- _STATED TASK 1_: According to the college football passage, how many of LSU's points against Southern came in the first half?
- _STATED TASK 2_: In the records, copy everything from the line containing "Objective — for every instance of the beige" down to the line containing "Target: beige building", swapping "thickest part" for "widest part" and keeping the rest the same.

- _PASSAGE_:
____________
What conference are they in?

Did you think Big 12 at first? Sorry! It’s the Big Ten.

See?! We haven’t cared about Nebraska for THAT long.

At this point, the Huskers moving to the Big Ten seems like an act of charity by the conference, who will soon add USC and UCLA. The only upside for Nebraska is that they’ll save the Trojans and Bruins money on jet fuel being the shortest flight on the schedule if the Big Ten puts both in the west division in 2024.

“I can’t imagine a more beautiful thing!”- The Corn Kid


LSU 65, Southern 17

As a Notre Dame fan who lives in Cincinnati, I learned to hate Brian Kelly in the same way Bearcat fans do. He left my team before the big bowl game to somewhere better. Although, we could have that debate about whether or not LSU will be better than his tenure at Notre Dame.

Everyone who isn’t an LSU fan enjoyed Kelly falling on his face in the opener in New Orleans against Florida State, who haven’t been the same since Jimbo.

So what do you do after a loss like the one LSU had to start the season? Simple, you go back to Baton Rogue and have your cupcake in the form of Southern, as the Tigers scored 51 of their points in the first half.

This is the only highlight worth showing from the game…

I can’t blame this LSU fan. He wants a good look at the team which will soon find itself losing at Auburn in a few weeks.


(1) Alabama 20, Texas 19

Texas was almost back but failed, and Alabama fans are freaking out after a near-loss in Austin. So we all win.
____________
- _STORED RECORDS_:

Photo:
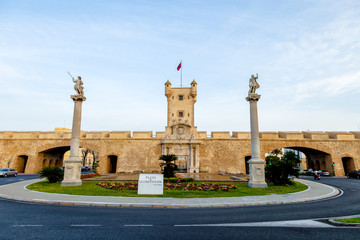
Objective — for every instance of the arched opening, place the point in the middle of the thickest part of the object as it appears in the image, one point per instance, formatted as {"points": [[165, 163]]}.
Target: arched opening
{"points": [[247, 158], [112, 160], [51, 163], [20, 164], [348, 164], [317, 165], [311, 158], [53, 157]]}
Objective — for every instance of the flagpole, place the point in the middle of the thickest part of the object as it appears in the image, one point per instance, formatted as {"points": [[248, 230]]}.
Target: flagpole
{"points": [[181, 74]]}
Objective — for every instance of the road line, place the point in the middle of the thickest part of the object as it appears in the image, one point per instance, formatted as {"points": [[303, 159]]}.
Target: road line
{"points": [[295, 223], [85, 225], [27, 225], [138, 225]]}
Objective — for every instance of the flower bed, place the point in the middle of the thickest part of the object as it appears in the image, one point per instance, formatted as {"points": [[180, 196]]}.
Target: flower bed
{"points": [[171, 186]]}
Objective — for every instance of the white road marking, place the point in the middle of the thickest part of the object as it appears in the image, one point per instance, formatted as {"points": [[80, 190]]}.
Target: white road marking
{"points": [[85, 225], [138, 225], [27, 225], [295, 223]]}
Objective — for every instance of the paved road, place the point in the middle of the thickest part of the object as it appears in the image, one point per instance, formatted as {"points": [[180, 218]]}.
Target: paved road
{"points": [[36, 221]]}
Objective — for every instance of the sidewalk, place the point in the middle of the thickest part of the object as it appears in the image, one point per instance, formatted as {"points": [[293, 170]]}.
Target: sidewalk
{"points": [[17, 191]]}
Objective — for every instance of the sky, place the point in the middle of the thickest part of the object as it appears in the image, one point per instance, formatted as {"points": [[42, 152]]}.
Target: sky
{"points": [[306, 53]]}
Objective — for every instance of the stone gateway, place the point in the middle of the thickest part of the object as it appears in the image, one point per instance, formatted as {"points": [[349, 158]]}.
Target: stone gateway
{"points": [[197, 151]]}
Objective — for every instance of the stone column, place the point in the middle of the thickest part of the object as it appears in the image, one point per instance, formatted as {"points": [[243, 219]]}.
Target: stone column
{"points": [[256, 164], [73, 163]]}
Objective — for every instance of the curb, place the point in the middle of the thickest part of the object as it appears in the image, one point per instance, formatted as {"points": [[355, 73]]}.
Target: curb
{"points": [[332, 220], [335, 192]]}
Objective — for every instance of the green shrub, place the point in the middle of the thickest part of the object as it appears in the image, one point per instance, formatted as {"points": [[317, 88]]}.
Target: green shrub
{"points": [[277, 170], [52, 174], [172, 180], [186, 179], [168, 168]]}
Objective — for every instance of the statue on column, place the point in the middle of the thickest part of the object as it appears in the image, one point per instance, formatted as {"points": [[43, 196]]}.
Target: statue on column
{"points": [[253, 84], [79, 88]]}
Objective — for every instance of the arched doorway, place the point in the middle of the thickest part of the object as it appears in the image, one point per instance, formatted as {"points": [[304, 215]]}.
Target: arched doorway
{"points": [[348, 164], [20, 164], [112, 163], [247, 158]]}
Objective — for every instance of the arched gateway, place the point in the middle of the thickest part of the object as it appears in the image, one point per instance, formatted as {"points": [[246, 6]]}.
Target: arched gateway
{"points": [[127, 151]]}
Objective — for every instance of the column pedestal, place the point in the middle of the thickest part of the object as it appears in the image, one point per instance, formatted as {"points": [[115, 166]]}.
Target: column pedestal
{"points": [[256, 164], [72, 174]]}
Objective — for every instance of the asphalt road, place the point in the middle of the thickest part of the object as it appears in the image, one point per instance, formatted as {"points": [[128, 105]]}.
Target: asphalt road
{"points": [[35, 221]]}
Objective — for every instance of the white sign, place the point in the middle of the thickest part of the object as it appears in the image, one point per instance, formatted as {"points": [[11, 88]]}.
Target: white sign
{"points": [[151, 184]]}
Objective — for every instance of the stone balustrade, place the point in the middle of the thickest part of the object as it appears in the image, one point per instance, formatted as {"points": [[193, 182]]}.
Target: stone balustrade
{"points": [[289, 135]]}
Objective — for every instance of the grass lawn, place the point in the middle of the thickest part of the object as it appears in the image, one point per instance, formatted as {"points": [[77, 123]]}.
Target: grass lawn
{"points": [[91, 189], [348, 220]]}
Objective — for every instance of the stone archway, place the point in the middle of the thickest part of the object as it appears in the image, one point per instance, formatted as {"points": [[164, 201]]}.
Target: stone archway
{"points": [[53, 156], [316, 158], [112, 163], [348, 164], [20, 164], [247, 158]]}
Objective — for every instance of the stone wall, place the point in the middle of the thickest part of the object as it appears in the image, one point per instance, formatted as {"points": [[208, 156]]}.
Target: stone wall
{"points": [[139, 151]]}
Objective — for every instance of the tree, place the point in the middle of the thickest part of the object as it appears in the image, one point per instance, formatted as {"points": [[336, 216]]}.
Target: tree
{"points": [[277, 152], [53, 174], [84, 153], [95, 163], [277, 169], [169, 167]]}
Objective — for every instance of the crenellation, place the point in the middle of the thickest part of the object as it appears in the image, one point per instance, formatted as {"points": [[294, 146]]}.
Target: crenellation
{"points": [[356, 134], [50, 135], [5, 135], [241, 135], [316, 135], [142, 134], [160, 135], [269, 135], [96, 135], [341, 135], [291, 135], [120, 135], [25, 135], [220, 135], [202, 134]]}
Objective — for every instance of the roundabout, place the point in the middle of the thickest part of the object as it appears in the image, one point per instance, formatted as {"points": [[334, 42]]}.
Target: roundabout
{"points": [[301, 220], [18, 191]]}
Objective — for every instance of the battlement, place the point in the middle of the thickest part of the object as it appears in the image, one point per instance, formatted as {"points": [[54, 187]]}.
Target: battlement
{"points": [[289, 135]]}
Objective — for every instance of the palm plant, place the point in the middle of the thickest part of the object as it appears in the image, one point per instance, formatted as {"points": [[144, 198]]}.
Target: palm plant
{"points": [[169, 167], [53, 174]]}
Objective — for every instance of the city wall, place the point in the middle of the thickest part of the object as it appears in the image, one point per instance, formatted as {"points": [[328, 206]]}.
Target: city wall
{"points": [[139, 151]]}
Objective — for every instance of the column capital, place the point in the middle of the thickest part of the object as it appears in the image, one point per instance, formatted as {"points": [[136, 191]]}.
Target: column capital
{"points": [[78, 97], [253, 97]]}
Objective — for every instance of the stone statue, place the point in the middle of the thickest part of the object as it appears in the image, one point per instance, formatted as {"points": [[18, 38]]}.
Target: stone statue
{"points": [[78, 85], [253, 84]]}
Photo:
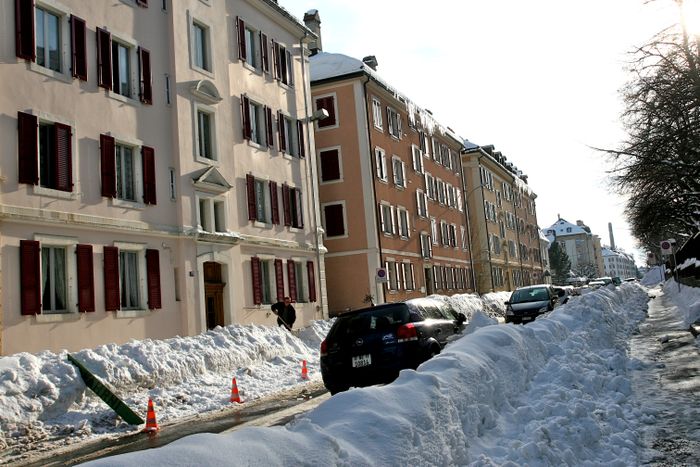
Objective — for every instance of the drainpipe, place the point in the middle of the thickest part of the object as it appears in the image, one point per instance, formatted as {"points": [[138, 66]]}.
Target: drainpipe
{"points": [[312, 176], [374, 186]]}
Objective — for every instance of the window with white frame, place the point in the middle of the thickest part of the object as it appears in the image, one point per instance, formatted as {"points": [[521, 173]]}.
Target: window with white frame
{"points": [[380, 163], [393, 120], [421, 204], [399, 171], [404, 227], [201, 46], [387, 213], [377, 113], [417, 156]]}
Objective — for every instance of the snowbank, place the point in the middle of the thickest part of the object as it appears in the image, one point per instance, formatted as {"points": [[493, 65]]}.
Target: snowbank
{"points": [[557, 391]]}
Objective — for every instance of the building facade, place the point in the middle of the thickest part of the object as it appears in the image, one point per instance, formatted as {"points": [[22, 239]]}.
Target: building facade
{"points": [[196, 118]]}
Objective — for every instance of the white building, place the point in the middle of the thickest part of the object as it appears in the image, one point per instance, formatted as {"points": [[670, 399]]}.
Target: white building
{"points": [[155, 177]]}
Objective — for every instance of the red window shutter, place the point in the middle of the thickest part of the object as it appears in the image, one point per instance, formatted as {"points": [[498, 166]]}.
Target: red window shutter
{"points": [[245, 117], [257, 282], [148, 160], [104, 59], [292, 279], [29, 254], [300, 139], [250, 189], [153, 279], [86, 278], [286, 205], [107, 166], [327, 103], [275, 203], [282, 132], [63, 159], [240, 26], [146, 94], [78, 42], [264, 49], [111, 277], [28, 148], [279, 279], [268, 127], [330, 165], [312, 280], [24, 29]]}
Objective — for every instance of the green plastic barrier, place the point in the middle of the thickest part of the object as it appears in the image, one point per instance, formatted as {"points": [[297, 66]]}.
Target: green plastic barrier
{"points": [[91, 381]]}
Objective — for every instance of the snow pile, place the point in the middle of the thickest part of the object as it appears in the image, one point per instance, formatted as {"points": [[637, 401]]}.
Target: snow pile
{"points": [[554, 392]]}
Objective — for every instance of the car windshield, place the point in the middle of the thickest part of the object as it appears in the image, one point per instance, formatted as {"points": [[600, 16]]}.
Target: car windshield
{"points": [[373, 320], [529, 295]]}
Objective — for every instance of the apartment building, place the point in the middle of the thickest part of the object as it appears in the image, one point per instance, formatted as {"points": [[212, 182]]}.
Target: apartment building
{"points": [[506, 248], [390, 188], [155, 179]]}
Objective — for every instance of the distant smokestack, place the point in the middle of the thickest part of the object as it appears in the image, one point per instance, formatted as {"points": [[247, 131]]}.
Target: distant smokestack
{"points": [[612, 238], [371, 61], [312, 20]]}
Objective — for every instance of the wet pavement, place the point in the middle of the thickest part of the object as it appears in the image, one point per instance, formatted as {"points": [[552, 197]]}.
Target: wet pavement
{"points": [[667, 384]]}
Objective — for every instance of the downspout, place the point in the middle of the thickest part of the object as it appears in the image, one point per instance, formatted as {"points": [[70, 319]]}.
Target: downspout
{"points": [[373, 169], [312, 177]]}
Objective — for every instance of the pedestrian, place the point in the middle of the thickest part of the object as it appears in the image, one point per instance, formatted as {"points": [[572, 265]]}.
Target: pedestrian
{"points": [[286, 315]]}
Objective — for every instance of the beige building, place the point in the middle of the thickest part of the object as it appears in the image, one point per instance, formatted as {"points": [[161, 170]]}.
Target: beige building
____________
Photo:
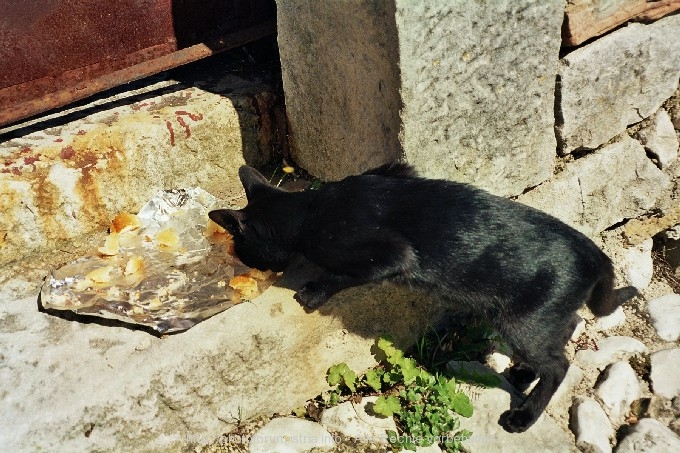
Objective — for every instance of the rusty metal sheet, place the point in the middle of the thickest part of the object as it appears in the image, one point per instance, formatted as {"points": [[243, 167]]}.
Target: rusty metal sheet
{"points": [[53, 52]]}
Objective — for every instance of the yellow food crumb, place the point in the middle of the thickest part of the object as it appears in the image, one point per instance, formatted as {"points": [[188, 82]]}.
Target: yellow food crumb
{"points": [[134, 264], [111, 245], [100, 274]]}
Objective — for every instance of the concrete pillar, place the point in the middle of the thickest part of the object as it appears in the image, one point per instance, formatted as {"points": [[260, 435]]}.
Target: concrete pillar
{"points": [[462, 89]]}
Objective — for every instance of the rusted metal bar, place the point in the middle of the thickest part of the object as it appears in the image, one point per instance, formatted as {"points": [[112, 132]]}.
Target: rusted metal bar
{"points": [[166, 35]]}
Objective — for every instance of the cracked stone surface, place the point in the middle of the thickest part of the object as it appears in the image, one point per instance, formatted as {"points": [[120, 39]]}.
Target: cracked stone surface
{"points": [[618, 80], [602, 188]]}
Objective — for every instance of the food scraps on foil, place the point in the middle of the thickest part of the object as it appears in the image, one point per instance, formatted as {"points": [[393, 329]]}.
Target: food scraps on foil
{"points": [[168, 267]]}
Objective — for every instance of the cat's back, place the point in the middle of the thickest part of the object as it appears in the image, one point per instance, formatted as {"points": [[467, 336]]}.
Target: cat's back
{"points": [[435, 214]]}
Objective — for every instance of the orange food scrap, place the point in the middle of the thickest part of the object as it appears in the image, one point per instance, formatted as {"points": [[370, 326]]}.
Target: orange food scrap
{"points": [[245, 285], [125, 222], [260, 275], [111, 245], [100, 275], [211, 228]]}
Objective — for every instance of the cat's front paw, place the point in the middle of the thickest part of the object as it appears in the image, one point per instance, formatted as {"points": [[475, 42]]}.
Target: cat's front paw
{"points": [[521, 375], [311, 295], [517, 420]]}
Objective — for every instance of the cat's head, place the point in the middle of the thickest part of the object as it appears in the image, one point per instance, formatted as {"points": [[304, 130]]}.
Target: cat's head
____________
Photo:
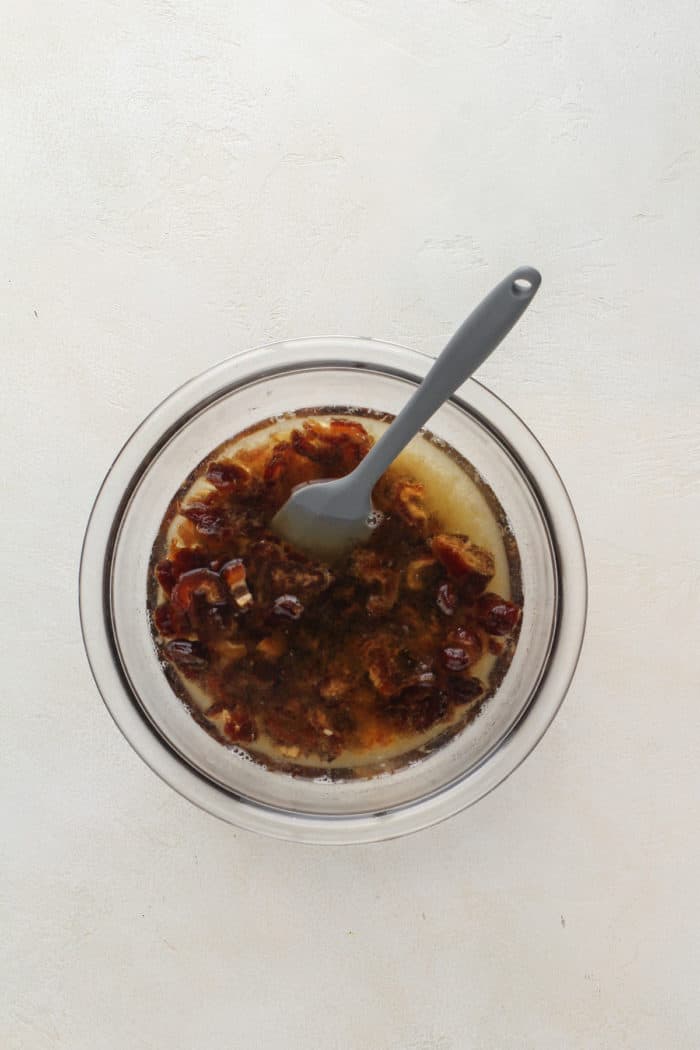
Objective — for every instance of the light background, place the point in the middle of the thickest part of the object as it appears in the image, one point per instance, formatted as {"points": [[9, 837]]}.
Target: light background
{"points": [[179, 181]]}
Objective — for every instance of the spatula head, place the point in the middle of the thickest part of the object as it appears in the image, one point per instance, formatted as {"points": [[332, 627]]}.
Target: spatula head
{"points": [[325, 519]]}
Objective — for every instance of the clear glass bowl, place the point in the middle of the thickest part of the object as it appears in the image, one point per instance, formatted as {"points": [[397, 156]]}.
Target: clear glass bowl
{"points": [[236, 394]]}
____________
- _EXERCISE SOLUTION 1_: 51

- _EXERCISE SOLUTION 2_:
Objective — for every instance of the beige building, place the point in the middle of the widest part of the object as it appears in the image, one point per instance, formatted as {"points": [[161, 170]]}.
Target: beige building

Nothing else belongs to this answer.